WHAT THE TASK REQUIRES - Among the entries below, take the line with "</instance>" and the line with "positive clicks: (812, 878)", and output them and every line between them exactly, with nothing else.

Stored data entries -
------------------------

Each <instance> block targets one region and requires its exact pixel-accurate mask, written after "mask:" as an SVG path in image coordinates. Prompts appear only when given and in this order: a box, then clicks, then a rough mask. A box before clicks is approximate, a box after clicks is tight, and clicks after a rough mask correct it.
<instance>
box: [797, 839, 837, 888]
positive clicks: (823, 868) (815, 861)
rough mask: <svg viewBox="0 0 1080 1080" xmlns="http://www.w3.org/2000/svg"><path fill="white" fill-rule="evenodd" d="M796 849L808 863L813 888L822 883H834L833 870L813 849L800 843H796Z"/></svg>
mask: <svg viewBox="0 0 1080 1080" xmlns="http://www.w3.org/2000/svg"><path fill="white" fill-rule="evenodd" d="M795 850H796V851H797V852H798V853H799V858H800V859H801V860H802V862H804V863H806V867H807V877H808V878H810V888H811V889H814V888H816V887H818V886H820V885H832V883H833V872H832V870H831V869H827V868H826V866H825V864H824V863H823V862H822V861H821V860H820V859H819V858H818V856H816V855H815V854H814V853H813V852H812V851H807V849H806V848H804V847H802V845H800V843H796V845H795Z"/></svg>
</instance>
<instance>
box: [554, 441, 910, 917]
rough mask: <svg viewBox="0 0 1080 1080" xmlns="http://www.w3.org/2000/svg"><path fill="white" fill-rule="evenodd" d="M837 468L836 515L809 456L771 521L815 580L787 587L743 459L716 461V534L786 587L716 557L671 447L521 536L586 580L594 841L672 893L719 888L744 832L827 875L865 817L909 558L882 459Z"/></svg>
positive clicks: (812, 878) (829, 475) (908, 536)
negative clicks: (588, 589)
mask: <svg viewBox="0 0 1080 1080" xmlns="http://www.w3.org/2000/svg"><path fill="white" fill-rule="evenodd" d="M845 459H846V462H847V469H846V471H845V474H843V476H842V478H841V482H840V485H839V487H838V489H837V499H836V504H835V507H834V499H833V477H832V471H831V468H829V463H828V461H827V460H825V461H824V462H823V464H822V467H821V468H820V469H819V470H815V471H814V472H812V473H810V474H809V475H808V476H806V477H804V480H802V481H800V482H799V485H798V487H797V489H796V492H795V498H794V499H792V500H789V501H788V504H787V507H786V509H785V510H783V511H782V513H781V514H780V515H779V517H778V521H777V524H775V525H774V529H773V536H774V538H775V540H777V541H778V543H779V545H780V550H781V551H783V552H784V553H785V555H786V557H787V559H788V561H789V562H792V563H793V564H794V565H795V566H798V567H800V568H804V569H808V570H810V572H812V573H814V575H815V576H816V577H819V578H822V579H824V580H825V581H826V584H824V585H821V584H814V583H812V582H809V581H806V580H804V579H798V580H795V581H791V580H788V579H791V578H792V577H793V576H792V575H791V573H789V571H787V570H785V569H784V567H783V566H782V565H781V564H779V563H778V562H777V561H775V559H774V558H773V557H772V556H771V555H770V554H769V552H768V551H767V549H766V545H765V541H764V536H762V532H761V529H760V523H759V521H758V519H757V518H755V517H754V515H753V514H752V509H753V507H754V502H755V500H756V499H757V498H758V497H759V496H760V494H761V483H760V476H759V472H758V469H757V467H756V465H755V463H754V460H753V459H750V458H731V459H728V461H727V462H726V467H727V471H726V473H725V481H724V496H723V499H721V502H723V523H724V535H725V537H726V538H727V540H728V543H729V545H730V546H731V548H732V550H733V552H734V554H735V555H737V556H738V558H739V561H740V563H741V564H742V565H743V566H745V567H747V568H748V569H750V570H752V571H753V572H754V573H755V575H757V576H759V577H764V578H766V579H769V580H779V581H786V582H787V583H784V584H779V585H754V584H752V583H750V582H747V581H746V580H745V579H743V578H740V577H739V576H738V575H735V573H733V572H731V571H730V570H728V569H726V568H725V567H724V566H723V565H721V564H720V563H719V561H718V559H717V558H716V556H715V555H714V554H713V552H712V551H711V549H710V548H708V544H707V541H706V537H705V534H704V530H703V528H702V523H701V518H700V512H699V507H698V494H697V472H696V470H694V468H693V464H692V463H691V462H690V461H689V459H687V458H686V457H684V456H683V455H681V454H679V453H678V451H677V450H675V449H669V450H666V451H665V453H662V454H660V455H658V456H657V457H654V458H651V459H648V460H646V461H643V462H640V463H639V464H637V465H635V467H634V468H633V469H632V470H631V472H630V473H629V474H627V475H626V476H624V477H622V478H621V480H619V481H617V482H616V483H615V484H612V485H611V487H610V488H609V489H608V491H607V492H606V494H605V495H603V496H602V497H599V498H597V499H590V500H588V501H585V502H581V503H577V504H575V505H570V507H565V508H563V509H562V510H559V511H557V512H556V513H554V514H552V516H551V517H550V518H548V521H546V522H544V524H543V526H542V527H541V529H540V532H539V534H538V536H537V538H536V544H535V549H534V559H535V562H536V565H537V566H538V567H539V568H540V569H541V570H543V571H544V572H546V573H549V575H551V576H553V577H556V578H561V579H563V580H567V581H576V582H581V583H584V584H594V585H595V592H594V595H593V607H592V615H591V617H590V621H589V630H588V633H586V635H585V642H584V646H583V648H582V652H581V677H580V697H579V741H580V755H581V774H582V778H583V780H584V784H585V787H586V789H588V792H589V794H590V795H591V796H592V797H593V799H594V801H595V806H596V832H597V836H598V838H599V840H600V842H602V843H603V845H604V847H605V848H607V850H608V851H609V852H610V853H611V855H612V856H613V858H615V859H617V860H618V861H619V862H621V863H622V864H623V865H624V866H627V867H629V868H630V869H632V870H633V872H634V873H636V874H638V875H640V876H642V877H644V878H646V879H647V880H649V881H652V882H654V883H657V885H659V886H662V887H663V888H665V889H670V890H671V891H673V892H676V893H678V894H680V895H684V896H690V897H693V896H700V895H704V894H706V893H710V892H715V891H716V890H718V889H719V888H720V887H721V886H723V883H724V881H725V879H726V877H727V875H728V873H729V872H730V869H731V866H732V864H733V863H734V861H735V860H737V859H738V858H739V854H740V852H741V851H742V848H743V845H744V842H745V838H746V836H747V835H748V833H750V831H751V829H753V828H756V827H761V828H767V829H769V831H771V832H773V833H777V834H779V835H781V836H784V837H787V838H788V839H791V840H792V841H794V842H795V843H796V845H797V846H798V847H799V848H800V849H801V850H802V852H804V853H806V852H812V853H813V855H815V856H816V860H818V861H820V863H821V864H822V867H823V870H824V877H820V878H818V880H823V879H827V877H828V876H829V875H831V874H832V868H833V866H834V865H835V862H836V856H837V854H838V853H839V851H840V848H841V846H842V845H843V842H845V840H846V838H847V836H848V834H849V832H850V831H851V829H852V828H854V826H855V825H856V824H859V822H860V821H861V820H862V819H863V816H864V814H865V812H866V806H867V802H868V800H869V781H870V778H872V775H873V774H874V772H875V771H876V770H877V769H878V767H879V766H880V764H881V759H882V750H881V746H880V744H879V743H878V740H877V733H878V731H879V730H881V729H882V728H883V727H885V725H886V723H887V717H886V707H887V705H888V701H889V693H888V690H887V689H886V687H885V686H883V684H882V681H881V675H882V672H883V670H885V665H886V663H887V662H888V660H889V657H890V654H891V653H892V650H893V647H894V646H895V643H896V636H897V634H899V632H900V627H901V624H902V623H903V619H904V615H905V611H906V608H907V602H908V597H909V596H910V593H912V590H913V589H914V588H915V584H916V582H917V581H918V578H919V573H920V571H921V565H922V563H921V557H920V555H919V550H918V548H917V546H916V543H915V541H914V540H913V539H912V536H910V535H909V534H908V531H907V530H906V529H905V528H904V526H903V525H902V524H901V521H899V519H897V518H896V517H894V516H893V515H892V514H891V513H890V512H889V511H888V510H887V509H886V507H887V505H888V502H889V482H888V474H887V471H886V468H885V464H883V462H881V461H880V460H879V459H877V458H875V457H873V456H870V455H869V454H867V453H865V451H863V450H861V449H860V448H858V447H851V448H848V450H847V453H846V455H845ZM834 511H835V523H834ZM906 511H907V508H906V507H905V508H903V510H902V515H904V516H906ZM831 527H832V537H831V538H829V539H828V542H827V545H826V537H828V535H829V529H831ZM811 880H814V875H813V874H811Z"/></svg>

------------------------

REPLY -
</instance>
<instance>
box: [554, 441, 910, 917]
rough mask: <svg viewBox="0 0 1080 1080" xmlns="http://www.w3.org/2000/svg"><path fill="white" fill-rule="evenodd" d="M837 468L836 515L809 456L771 521L815 580L787 587L743 459L716 461V534L786 587L716 557L671 447L521 536L586 580L594 841L672 893L719 888L744 832L827 875L865 817L909 558L882 459Z"/></svg>
positive clicks: (812, 878) (829, 475) (908, 536)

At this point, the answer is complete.